INPUT RECORDS Start Marker

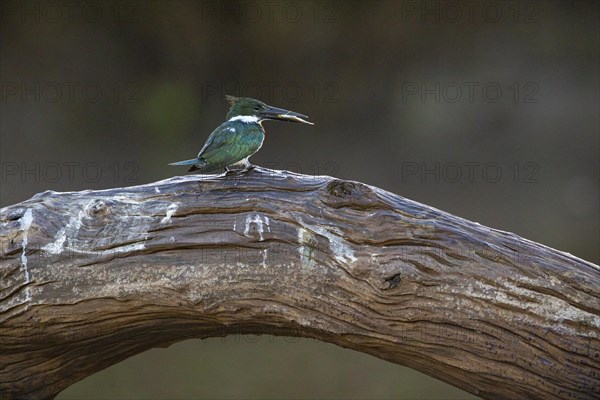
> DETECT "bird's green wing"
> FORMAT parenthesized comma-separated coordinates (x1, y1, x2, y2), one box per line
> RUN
(199, 123, 264, 167)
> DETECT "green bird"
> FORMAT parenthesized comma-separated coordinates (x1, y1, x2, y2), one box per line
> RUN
(169, 95, 313, 172)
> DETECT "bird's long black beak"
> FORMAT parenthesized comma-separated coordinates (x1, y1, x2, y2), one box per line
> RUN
(260, 105, 314, 125)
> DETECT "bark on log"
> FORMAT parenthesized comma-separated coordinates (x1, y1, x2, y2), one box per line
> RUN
(1, 167, 598, 400)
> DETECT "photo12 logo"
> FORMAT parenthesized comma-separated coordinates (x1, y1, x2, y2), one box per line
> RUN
(400, 81, 540, 104)
(1, 82, 139, 104)
(1, 1, 138, 24)
(399, 1, 540, 24)
(201, 81, 340, 104)
(199, 1, 340, 23)
(400, 161, 540, 183)
(1, 161, 140, 184)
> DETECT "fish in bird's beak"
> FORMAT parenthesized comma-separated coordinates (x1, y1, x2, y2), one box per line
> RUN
(260, 105, 314, 125)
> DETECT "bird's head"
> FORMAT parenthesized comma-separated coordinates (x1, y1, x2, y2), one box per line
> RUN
(225, 95, 313, 125)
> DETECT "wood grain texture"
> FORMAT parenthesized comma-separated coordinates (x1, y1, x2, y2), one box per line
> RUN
(1, 167, 599, 399)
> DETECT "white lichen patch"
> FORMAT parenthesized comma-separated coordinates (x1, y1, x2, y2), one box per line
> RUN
(370, 253, 379, 267)
(111, 195, 144, 204)
(41, 228, 67, 254)
(41, 199, 152, 257)
(42, 202, 89, 255)
(297, 218, 356, 264)
(69, 263, 211, 302)
(243, 213, 270, 241)
(298, 227, 316, 268)
(19, 208, 33, 302)
(442, 276, 600, 334)
(501, 277, 600, 330)
(261, 249, 268, 268)
(160, 203, 178, 224)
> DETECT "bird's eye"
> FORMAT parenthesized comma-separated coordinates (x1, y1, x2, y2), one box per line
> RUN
(254, 106, 260, 111)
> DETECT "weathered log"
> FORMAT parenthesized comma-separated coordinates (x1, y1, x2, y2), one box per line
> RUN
(0, 167, 598, 399)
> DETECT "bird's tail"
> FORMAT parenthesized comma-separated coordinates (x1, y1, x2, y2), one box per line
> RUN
(169, 158, 200, 166)
(168, 158, 209, 172)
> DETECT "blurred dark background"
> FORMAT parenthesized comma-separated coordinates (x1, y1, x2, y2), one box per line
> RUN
(1, 1, 598, 398)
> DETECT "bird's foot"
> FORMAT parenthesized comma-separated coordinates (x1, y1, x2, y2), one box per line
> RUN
(224, 164, 255, 176)
(242, 164, 256, 173)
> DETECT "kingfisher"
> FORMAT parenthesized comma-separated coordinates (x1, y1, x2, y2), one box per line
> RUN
(169, 95, 313, 173)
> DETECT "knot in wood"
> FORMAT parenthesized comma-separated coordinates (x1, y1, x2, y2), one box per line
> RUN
(4, 208, 25, 221)
(88, 199, 109, 217)
(384, 273, 402, 289)
(326, 180, 358, 198)
(322, 180, 384, 211)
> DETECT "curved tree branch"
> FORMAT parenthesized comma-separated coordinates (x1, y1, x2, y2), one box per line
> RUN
(1, 167, 598, 399)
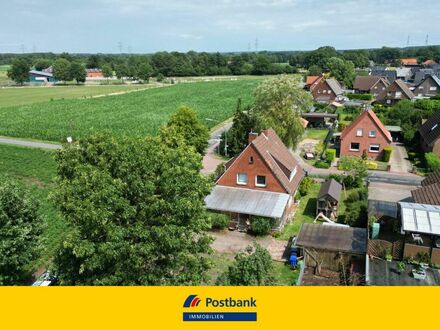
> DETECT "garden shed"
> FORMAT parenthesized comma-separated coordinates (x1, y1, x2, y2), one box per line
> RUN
(316, 179, 342, 219)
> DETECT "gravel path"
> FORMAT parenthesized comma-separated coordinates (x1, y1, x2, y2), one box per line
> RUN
(0, 136, 61, 150)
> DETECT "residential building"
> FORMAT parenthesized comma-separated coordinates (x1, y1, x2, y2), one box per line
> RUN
(29, 70, 57, 84)
(316, 179, 342, 219)
(420, 109, 440, 156)
(205, 129, 304, 230)
(305, 75, 321, 90)
(401, 58, 419, 67)
(340, 108, 392, 160)
(421, 169, 440, 187)
(353, 75, 390, 98)
(413, 75, 440, 97)
(375, 79, 415, 105)
(411, 183, 440, 205)
(370, 67, 397, 84)
(311, 78, 343, 103)
(423, 59, 437, 67)
(395, 67, 413, 81)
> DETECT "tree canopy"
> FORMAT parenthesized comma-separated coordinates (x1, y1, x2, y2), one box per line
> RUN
(326, 57, 356, 87)
(51, 133, 213, 285)
(7, 59, 30, 85)
(0, 179, 42, 285)
(53, 58, 72, 81)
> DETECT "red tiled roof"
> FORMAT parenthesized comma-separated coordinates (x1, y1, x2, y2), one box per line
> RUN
(401, 58, 418, 66)
(341, 109, 392, 142)
(306, 76, 320, 86)
(412, 182, 440, 205)
(423, 59, 436, 66)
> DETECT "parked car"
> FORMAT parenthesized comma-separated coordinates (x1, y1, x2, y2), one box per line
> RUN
(32, 271, 57, 286)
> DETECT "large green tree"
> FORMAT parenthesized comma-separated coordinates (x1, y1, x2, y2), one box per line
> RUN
(159, 106, 209, 155)
(69, 62, 87, 84)
(7, 59, 30, 85)
(138, 61, 153, 83)
(0, 179, 42, 285)
(53, 58, 72, 82)
(52, 134, 213, 285)
(326, 57, 355, 87)
(253, 75, 313, 148)
(216, 244, 275, 285)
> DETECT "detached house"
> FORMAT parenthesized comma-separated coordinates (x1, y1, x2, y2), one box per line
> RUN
(413, 75, 440, 97)
(420, 109, 440, 157)
(311, 78, 343, 104)
(375, 79, 415, 105)
(205, 129, 304, 230)
(401, 58, 419, 67)
(353, 75, 390, 98)
(305, 75, 322, 90)
(340, 108, 392, 160)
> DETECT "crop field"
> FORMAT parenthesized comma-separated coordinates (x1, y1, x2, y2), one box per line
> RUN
(0, 144, 66, 267)
(0, 79, 259, 142)
(0, 84, 151, 108)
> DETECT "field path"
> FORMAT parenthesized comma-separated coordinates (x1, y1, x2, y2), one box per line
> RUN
(0, 136, 61, 150)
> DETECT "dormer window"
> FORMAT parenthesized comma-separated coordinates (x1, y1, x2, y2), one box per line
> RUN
(289, 166, 298, 181)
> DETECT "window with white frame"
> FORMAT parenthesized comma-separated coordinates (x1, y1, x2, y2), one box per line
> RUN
(237, 173, 248, 185)
(356, 128, 363, 137)
(369, 130, 376, 137)
(255, 175, 266, 187)
(430, 86, 437, 91)
(350, 142, 360, 151)
(369, 144, 380, 152)
(395, 91, 402, 98)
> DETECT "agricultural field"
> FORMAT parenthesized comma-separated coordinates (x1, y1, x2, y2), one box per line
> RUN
(0, 84, 150, 108)
(0, 144, 65, 268)
(0, 79, 259, 142)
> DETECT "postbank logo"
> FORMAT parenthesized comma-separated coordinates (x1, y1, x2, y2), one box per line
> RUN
(182, 294, 257, 322)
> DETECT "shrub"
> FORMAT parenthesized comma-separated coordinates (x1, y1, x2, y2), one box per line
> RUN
(382, 146, 393, 162)
(156, 73, 165, 82)
(326, 148, 336, 162)
(346, 93, 373, 101)
(407, 152, 416, 161)
(366, 161, 378, 170)
(298, 176, 315, 197)
(426, 152, 440, 171)
(250, 216, 275, 236)
(338, 122, 347, 132)
(344, 200, 368, 226)
(314, 160, 330, 169)
(208, 212, 230, 230)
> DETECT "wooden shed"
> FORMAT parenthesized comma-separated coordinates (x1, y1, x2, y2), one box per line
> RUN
(316, 179, 342, 219)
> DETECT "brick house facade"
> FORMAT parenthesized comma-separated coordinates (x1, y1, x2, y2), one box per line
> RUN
(375, 79, 414, 105)
(413, 75, 440, 97)
(340, 109, 392, 160)
(311, 78, 343, 103)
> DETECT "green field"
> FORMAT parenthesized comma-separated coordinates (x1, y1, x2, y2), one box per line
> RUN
(0, 144, 66, 268)
(0, 84, 152, 108)
(0, 79, 259, 141)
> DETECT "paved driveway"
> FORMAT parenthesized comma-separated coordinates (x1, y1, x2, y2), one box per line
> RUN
(389, 143, 412, 173)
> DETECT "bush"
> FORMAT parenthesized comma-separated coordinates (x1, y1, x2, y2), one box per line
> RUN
(250, 216, 275, 236)
(314, 160, 330, 169)
(407, 152, 416, 161)
(426, 152, 440, 171)
(366, 161, 378, 170)
(208, 212, 230, 230)
(344, 200, 368, 226)
(338, 122, 347, 132)
(326, 149, 336, 162)
(156, 73, 165, 82)
(298, 177, 315, 197)
(383, 146, 393, 162)
(346, 93, 373, 101)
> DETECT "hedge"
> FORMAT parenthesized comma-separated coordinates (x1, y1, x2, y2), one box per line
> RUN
(315, 160, 330, 169)
(383, 146, 393, 162)
(426, 152, 440, 171)
(347, 93, 373, 101)
(366, 161, 378, 170)
(250, 216, 275, 236)
(326, 148, 336, 162)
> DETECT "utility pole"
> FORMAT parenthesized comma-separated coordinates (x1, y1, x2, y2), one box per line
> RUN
(255, 37, 259, 53)
(406, 34, 410, 47)
(117, 41, 123, 53)
(425, 34, 429, 46)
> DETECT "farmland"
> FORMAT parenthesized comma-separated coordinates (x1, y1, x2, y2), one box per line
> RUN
(0, 79, 259, 141)
(0, 84, 151, 108)
(0, 144, 65, 267)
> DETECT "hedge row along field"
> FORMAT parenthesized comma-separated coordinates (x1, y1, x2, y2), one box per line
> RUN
(0, 79, 259, 142)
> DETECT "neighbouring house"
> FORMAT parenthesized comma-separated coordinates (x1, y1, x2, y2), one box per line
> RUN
(295, 223, 367, 273)
(340, 108, 392, 160)
(305, 75, 322, 90)
(419, 109, 440, 156)
(316, 179, 342, 219)
(370, 67, 397, 84)
(353, 75, 390, 98)
(395, 67, 414, 81)
(311, 78, 343, 104)
(423, 59, 437, 67)
(204, 129, 305, 230)
(411, 169, 440, 205)
(398, 202, 440, 266)
(413, 69, 435, 86)
(421, 169, 440, 187)
(401, 58, 419, 67)
(413, 75, 440, 97)
(375, 79, 415, 105)
(29, 70, 57, 84)
(86, 68, 104, 79)
(300, 112, 338, 128)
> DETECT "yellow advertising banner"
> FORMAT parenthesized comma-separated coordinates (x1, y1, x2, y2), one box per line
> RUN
(0, 287, 438, 329)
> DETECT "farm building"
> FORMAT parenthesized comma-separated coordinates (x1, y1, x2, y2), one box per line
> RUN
(86, 68, 104, 79)
(316, 179, 342, 219)
(29, 70, 56, 84)
(296, 223, 367, 273)
(205, 129, 304, 231)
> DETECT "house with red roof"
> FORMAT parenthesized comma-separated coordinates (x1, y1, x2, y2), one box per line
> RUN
(401, 58, 419, 67)
(305, 75, 322, 90)
(205, 129, 304, 230)
(340, 109, 392, 160)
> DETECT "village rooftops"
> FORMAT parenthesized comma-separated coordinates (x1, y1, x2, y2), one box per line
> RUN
(204, 186, 290, 219)
(296, 223, 367, 255)
(411, 182, 440, 205)
(353, 75, 389, 92)
(399, 202, 440, 236)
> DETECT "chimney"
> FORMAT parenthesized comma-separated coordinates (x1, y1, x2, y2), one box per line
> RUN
(248, 132, 258, 144)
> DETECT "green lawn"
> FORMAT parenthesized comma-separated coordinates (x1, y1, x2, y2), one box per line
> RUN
(0, 84, 150, 108)
(0, 144, 66, 269)
(304, 129, 329, 141)
(278, 183, 321, 240)
(0, 79, 259, 141)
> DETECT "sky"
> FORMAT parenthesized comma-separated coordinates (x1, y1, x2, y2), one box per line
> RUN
(1, 0, 439, 53)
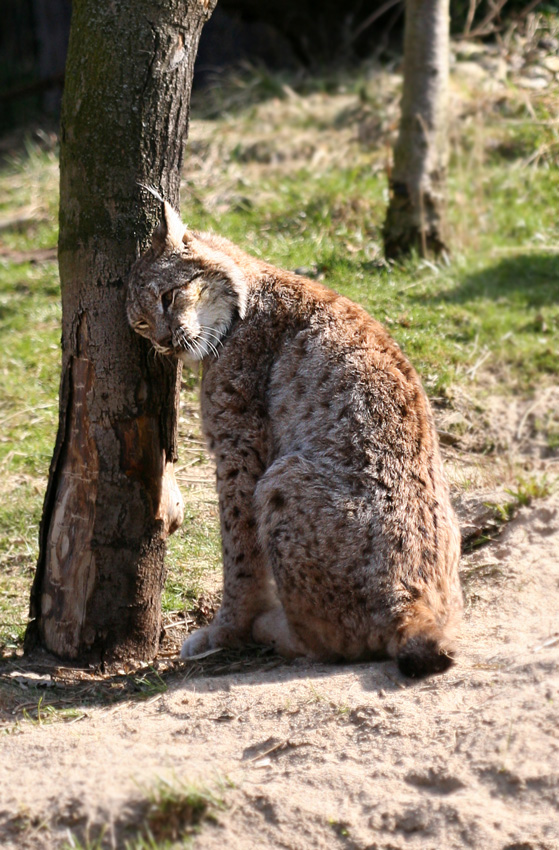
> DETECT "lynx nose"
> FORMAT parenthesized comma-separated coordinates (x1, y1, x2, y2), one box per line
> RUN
(156, 333, 173, 349)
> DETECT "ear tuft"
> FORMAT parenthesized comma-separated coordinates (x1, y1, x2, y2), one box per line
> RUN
(151, 201, 187, 253)
(163, 201, 187, 249)
(228, 265, 248, 319)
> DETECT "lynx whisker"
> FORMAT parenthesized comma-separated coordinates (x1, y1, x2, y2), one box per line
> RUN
(193, 339, 205, 360)
(174, 328, 198, 360)
(201, 335, 219, 358)
(137, 182, 166, 205)
(199, 325, 225, 344)
(152, 342, 173, 355)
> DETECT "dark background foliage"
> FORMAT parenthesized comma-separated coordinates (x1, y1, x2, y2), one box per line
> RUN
(2, 0, 557, 133)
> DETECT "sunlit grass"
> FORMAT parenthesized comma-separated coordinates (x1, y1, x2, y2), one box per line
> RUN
(0, 260, 60, 475)
(0, 481, 41, 648)
(163, 504, 221, 614)
(183, 158, 559, 393)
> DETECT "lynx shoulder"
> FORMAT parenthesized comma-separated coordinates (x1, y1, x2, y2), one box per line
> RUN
(127, 202, 463, 678)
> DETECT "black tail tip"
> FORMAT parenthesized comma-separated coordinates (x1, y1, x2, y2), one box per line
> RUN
(397, 636, 455, 679)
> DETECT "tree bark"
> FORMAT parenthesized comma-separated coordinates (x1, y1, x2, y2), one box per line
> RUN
(25, 0, 216, 662)
(383, 0, 450, 259)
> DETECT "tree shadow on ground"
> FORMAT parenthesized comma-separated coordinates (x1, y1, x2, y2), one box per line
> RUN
(0, 642, 417, 727)
(417, 252, 559, 309)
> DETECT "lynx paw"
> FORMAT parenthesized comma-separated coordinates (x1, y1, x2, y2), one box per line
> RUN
(180, 621, 249, 659)
(180, 627, 215, 659)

INPUT RECORDS End Marker

WHAT YOU HAVE TO DO »
Gather and copy every line of the data in which the string "lynx" is found.

TASK SOLUTION »
> DETECT "lynx nose"
> DETECT "lynx whisker"
> DETECT "lynx shoulder"
> DETECT "lynx paw"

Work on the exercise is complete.